| STATED PROBLEM |
Could you gather every line in the records below that contains the word "train", copying each one?

--- Begin RECORDS SUPPLIED ---

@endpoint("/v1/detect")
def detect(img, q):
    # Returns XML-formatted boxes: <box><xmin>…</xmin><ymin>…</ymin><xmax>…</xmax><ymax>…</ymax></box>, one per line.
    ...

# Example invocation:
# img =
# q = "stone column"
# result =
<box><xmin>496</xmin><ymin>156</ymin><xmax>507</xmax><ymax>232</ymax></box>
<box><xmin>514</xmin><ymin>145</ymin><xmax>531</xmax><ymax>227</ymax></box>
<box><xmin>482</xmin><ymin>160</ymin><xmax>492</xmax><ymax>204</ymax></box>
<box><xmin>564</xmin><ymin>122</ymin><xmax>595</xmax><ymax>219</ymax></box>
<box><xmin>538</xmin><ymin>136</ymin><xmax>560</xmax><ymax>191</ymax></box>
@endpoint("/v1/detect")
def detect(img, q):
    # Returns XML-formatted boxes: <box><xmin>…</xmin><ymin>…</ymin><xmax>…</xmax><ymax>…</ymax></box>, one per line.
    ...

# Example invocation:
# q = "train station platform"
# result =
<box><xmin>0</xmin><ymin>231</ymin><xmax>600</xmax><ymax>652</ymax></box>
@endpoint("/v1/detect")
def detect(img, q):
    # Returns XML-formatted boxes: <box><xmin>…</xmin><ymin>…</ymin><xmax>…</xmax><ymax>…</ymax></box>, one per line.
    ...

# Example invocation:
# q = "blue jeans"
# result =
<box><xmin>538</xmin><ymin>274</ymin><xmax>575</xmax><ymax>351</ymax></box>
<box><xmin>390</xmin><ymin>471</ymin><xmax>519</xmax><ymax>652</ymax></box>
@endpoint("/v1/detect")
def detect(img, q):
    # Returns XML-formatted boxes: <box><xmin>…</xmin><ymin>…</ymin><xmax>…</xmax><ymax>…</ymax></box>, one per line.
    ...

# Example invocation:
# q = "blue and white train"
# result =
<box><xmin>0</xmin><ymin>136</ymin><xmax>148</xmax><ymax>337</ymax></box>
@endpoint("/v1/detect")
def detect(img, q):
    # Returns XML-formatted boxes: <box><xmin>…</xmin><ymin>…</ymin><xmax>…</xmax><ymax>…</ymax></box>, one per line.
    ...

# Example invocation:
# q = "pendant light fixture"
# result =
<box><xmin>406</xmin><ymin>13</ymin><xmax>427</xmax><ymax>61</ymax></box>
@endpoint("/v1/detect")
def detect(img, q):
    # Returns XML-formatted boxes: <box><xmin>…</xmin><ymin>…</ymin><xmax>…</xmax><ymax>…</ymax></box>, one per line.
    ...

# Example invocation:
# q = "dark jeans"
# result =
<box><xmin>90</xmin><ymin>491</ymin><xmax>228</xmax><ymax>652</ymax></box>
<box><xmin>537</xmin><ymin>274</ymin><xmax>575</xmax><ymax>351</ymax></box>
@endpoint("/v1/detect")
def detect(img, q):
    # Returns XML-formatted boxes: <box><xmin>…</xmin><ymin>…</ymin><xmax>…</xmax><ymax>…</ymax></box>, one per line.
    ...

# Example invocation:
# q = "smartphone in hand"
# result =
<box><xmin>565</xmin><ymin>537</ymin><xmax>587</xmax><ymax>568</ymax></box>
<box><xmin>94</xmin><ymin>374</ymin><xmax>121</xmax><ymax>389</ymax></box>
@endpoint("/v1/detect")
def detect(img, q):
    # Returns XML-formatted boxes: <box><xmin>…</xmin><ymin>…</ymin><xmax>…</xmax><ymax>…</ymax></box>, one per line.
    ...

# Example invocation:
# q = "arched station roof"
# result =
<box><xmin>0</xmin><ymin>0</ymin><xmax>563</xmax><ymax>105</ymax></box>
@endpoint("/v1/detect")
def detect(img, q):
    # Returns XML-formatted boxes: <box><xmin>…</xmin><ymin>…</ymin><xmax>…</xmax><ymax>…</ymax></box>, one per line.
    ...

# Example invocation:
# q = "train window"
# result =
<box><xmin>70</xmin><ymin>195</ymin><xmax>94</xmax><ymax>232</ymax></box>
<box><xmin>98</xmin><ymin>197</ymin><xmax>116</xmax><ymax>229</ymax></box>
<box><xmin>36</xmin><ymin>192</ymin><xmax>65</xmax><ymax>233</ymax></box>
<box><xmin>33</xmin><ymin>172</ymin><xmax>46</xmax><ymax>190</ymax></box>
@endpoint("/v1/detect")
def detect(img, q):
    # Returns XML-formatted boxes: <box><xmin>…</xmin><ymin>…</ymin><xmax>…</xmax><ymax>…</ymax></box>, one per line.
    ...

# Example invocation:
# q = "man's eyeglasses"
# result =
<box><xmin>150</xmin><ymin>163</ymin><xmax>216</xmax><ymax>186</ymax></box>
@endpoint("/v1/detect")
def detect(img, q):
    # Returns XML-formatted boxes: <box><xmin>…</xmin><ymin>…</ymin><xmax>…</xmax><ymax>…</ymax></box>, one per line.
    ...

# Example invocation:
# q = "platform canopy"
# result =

--- End RECORDS SUPPLIED ---

| TASK RESPONSE |
# q = "train station platform"
# q = "blue and white train"
# q = "train window"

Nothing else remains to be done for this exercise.